***** DATI GREZZI *****

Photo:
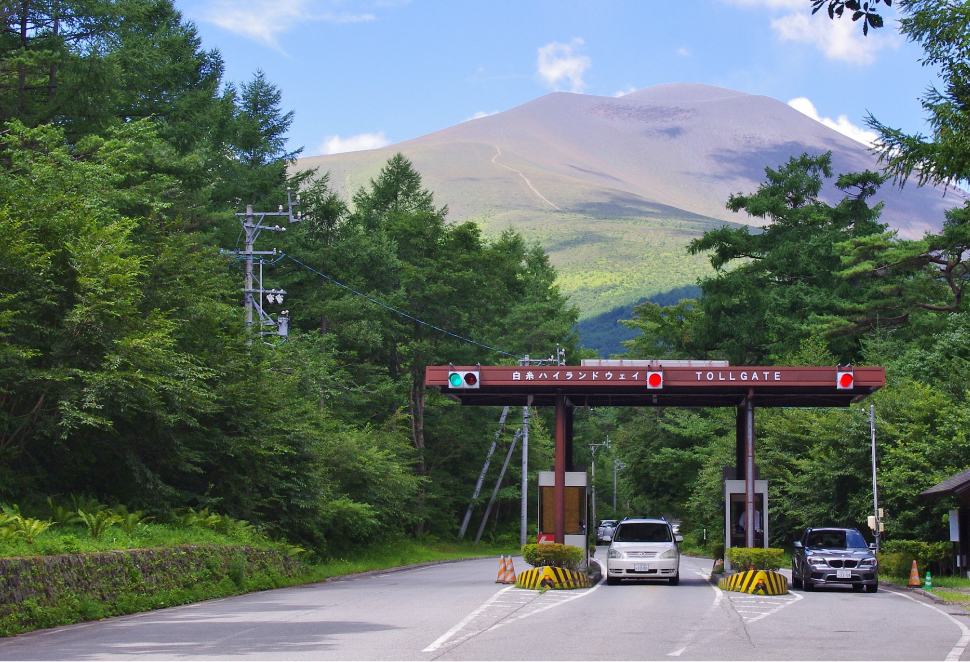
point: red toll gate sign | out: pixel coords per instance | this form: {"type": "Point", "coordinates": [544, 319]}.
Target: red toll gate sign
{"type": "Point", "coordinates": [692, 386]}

*****
***** DATI GREZZI *****

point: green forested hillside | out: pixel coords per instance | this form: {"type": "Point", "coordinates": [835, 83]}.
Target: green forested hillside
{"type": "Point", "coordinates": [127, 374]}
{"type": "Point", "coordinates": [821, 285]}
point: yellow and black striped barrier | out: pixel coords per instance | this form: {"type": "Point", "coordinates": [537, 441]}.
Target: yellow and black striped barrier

*****
***** DATI GREZZI *****

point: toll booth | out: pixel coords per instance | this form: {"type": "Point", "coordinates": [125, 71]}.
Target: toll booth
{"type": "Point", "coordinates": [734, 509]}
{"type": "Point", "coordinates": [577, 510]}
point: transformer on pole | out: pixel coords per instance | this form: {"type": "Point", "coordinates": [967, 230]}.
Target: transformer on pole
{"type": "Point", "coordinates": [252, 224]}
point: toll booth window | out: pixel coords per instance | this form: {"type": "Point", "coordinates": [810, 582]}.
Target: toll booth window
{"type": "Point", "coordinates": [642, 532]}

*****

CONSEGNA.
Trascrivi senza alcuna modifica la parte dei dati qui sopra che si apre con la riga contenente "point: yellow and" e si chiude con quella contenente "Target: yellow and black striped barrier", entrambe incluse.

RISPOSTA.
point: yellow and black striped barrier | out: pixel coords per instance | this form: {"type": "Point", "coordinates": [537, 441]}.
Target: yellow and black striped barrier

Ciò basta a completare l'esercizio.